-------- Extrait --------
Au milieu de ces hésitations, la poésie, comme un invisible oiseau bleu, commençait à chanter au fond du cœur du jeune homme. Encore ému par la lecture des poèmes de Klopstock et de Hœlty, il avait déjà composé force élégies où l’on sent, dans la facture du vers et le choix du sujet, l’influence de ses deux auteurs favoris; mais sa personnalité devait vite faire craquer cet habit d’emprunt. L’un de ses premiers poèmes, le Recrutement, qui fut publié dans un journal de modes de Vienne, est vivement éclairé par le souvenir des paysages de la Tissa; on y retrouve déjà le Lenau enthousiaste, amoureux de musique, dont l’imagination s’emporte et part à travers champs comme un poulain sauvage.
-------- Entrées affichées --------
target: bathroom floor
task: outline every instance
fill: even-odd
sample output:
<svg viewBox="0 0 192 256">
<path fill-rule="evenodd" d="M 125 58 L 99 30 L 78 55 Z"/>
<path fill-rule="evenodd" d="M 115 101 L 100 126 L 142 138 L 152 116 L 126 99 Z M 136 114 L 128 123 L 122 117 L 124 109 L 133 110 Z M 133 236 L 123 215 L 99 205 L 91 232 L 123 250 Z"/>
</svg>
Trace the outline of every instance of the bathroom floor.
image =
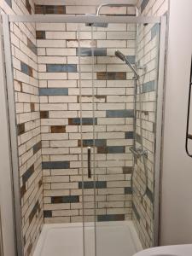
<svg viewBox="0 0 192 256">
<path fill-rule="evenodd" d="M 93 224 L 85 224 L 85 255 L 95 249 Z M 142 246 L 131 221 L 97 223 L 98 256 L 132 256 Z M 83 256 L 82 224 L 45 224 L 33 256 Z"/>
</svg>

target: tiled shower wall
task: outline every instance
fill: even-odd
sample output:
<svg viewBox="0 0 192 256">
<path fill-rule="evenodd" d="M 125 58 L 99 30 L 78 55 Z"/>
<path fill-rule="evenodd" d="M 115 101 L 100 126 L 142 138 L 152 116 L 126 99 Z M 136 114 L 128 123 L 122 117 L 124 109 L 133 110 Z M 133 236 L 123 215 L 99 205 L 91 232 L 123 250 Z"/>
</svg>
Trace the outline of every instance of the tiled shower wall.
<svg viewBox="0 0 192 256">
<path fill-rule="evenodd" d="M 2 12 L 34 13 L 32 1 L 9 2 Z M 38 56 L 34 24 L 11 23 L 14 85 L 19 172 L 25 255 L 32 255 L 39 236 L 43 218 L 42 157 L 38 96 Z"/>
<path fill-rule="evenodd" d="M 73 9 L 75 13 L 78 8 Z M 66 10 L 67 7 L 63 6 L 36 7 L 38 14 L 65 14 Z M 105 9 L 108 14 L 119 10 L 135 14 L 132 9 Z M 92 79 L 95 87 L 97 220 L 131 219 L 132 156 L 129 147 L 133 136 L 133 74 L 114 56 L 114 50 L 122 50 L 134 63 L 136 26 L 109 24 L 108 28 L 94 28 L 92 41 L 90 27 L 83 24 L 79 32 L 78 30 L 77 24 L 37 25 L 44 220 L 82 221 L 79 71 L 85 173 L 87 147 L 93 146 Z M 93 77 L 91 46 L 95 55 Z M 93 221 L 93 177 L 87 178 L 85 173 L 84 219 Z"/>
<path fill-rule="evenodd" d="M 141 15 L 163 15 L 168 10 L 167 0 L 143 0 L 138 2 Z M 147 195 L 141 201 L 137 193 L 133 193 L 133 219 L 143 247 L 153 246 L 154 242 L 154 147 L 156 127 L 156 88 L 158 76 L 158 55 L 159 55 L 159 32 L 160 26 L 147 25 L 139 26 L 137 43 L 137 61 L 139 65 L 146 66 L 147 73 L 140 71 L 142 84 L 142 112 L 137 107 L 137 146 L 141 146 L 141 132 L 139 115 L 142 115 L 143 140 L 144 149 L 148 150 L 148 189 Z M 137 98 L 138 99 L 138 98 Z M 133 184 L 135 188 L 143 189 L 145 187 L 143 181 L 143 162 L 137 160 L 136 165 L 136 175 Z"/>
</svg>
--------
-------- Entrées affichées --------
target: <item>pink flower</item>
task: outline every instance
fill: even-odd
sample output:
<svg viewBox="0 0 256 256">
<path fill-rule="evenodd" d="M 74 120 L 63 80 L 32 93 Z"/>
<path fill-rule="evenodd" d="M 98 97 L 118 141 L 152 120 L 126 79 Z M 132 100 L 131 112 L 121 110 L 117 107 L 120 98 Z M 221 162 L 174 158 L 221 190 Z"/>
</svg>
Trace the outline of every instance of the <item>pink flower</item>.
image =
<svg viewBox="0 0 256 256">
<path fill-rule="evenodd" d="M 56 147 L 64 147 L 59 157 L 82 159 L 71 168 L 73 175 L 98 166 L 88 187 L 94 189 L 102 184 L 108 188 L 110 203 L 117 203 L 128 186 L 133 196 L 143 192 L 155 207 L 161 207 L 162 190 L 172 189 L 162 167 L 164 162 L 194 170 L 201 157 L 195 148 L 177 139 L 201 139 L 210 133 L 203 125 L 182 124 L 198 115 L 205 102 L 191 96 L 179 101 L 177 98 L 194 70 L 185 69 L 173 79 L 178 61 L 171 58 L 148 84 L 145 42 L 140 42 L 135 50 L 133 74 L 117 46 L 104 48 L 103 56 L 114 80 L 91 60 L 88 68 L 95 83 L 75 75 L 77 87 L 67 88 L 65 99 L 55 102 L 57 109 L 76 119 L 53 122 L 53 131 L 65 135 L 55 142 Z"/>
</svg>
--------
#### Consigne:
Relevez tous les noms de poètes mentionnés dans l'extrait. Seul l'extrait sert de référence.

#### Corrigé:
Klopstock, Hœlty, Lenau